:: Problem to work on ::
Arrange the records as a JSON list of strings, one string per line with blank lines omitted, taking everything from the line containing "Indicate the sparse" down to the line containing "point(490, 69)", both included.

:: Data provided ::
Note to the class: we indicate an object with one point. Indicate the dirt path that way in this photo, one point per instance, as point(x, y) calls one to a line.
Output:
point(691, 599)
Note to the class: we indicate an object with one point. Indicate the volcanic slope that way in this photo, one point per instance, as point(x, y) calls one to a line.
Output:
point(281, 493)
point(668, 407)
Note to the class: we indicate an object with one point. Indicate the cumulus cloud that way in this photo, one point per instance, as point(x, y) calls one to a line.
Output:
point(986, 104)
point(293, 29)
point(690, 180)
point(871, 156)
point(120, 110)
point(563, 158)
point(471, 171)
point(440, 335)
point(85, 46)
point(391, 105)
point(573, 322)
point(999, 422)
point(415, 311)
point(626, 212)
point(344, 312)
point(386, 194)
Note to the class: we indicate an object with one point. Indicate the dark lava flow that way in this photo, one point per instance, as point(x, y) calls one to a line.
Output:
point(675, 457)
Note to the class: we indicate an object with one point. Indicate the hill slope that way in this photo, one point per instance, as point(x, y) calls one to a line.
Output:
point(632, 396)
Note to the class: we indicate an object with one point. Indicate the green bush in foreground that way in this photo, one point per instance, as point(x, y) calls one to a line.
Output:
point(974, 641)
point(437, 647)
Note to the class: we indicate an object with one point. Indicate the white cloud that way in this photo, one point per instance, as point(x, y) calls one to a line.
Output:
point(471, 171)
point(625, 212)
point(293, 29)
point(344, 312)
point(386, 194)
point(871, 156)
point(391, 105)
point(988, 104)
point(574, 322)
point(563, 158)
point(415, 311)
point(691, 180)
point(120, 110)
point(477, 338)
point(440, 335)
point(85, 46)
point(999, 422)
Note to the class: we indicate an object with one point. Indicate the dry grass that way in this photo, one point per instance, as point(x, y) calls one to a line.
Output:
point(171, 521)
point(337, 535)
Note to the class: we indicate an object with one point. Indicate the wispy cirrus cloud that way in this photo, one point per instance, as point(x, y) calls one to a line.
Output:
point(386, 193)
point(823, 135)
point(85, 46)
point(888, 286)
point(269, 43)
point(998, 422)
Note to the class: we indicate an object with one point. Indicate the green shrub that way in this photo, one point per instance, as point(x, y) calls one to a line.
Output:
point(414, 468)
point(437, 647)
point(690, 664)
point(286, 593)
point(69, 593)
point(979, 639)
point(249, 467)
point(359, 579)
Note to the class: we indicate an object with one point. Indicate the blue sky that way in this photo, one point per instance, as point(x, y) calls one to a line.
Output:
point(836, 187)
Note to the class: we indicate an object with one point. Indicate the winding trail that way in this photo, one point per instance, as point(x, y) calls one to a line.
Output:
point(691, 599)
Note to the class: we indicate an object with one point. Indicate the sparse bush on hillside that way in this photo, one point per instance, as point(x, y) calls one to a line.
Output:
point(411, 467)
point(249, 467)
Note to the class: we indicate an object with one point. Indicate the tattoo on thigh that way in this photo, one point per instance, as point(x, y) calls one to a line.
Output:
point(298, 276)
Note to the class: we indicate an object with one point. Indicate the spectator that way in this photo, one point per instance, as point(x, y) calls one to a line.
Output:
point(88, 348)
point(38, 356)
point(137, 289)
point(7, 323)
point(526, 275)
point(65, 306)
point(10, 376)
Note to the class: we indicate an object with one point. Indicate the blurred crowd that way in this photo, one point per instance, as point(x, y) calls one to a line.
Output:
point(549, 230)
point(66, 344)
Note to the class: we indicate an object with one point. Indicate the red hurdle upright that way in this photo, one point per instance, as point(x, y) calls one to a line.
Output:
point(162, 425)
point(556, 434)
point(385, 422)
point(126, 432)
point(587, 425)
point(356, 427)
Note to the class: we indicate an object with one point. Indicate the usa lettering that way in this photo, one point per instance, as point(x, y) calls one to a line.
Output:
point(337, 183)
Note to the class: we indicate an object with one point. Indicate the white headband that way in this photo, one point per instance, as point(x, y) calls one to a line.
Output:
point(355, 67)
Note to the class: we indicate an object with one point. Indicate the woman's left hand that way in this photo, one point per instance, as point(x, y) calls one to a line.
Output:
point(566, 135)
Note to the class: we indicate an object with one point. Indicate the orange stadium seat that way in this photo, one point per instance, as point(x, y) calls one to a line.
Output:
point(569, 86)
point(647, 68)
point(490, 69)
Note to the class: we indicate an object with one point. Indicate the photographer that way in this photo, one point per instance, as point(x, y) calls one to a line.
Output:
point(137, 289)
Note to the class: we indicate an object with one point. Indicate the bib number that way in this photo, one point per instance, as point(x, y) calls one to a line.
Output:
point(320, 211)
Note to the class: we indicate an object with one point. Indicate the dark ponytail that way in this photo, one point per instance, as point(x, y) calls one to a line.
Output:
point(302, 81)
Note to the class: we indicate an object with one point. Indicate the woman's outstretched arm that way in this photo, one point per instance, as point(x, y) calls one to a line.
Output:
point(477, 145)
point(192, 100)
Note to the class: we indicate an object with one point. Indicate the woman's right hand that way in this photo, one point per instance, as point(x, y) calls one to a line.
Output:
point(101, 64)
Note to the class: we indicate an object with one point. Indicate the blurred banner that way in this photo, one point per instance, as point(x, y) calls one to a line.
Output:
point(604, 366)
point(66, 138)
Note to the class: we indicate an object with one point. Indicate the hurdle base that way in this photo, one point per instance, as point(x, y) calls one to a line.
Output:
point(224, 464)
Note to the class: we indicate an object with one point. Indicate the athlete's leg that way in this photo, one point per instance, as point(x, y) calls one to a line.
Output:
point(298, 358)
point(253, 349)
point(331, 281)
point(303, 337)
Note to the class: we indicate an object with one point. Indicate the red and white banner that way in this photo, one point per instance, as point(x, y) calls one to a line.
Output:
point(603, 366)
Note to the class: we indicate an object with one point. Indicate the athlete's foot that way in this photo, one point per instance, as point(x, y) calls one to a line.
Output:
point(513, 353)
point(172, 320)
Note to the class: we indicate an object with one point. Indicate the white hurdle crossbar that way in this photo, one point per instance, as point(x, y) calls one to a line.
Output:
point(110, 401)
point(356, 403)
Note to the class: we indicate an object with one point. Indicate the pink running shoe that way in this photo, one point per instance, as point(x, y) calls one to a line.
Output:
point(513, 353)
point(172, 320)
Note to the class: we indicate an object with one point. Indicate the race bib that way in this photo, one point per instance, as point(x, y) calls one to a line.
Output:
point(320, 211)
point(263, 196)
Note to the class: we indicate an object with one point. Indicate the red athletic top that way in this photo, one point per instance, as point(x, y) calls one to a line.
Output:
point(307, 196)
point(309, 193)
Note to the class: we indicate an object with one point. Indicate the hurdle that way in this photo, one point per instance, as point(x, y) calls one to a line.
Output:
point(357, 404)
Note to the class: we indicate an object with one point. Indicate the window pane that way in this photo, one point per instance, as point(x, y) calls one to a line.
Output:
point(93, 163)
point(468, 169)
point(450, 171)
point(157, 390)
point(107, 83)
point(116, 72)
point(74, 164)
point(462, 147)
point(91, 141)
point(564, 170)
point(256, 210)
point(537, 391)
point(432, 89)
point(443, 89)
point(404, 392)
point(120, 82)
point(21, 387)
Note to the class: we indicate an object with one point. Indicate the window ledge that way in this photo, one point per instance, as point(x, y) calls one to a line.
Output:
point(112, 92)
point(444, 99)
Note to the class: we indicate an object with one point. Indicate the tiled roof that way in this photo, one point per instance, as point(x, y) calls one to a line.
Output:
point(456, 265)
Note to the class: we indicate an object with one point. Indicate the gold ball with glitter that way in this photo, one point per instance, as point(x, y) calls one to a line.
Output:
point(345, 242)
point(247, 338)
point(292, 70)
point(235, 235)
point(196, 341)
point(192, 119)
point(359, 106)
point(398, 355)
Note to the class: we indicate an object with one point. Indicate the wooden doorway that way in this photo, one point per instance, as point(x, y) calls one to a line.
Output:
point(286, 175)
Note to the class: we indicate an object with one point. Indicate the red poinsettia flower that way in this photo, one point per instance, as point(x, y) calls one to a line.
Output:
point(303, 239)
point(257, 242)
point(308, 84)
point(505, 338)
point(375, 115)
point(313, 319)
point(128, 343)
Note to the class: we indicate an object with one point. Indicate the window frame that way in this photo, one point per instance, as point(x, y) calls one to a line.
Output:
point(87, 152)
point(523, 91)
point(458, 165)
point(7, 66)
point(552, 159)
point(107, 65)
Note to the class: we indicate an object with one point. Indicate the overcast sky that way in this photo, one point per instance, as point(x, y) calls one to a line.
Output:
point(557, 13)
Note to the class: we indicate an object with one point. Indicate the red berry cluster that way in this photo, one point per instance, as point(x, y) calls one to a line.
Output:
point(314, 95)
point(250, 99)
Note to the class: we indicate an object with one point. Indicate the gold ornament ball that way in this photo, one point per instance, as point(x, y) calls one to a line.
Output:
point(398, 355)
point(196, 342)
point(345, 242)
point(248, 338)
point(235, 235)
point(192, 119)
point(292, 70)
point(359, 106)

:: Full response ::
[
  "Note to the class: we indicate an object with one point. Indicate the sparse bush on hillside that way in this photo, one point per instance, as point(x, y) calls one to a line.",
  "Output:",
  "point(411, 467)",
  "point(249, 467)",
  "Note to the class: we indicate an object with one point. Indicate the tattoo on thigh that way in this photo, one point per instance, as point(x, y) calls one to a line.",
  "Output:",
  "point(298, 276)",
  "Note to the class: we indicate an object with one point. Indicate the spectator that way in this photo, one point per instance, as point(x, y) calls one to a line.",
  "Output:",
  "point(88, 348)",
  "point(38, 356)",
  "point(137, 289)",
  "point(7, 323)",
  "point(526, 275)",
  "point(65, 306)",
  "point(10, 376)",
  "Note to the class: we indicate an object with one point. Indicate the blurred crowd that way in this photo, one point per instance, as point(x, y) calls one to a line.",
  "Output:",
  "point(549, 230)",
  "point(66, 344)",
  "Note to the class: we indicate an object with one point. Indicate the red hurdle upright that way in this photo, one point per instance, as point(x, y) calls one to a line.",
  "Output:",
  "point(162, 425)",
  "point(556, 434)",
  "point(385, 422)",
  "point(126, 432)",
  "point(587, 425)",
  "point(356, 427)",
  "Note to the class: we indicate an object with one point. Indicate the usa lettering that way in this photo, one point per instance, as point(x, y) calls one to a line.",
  "Output:",
  "point(337, 183)",
  "Note to the class: we indicate an object with one point. Indicate the white headband that way in this photo, one point per instance, as point(x, y) calls one to a line.",
  "Output:",
  "point(355, 67)",
  "Note to the class: we indicate an object with one point. Indicate the woman's left hand that way in this photo, one point per instance, as point(x, y) calls one to a line.",
  "Output:",
  "point(566, 135)",
  "Note to the class: we indicate an object with one point. Indicate the orange stadium seat that way in this photo, one point per instance, as point(x, y) calls one to a line.",
  "Output:",
  "point(569, 86)",
  "point(647, 68)",
  "point(490, 69)"
]